(Records)
((
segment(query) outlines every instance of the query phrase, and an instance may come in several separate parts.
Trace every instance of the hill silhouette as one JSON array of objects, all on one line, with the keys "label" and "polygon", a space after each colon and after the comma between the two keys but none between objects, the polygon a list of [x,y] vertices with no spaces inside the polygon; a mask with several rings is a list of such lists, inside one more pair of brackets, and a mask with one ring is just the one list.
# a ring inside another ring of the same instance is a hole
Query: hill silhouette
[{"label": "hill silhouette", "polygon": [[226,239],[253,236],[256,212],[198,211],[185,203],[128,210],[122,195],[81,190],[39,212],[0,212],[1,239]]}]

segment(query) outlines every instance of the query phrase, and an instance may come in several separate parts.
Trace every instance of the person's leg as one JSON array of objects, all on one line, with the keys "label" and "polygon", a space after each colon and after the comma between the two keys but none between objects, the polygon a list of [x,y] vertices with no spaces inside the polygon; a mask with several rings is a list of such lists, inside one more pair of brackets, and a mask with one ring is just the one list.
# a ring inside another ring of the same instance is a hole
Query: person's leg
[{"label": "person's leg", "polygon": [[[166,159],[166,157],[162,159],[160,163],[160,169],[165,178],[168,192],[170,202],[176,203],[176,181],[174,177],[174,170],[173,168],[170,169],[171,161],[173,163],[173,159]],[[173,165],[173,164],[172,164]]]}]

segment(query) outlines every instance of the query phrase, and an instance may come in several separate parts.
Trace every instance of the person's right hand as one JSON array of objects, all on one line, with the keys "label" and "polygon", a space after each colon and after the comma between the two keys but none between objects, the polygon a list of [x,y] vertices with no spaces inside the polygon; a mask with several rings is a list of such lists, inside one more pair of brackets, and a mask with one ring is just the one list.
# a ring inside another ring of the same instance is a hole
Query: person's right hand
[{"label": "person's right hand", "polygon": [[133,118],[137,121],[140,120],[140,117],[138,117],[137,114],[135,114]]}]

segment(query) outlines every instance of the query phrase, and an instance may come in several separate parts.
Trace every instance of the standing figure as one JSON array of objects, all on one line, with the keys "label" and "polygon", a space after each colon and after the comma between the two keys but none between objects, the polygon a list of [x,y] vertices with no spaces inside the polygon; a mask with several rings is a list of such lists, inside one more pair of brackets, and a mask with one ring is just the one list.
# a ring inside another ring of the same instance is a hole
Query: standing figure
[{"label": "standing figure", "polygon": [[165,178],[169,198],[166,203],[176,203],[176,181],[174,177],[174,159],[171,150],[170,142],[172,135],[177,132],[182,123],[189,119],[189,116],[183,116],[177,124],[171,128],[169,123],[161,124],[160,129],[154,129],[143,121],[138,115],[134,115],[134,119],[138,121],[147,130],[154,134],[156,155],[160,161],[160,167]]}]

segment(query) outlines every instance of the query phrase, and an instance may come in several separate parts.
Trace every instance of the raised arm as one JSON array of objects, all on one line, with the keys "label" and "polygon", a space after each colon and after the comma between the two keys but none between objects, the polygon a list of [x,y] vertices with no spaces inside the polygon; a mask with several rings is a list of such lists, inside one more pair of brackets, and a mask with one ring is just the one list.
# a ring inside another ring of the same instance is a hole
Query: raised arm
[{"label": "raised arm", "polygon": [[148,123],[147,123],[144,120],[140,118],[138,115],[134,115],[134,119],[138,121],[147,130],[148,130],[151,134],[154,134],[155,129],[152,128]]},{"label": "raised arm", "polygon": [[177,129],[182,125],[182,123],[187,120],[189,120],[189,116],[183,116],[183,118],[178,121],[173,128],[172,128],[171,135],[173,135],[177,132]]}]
))
## WHAT IS EXPECTED
Tally the lines of the listing above that contain the string "right", with case counting. Give only the number.

## TASK RESPONSE
3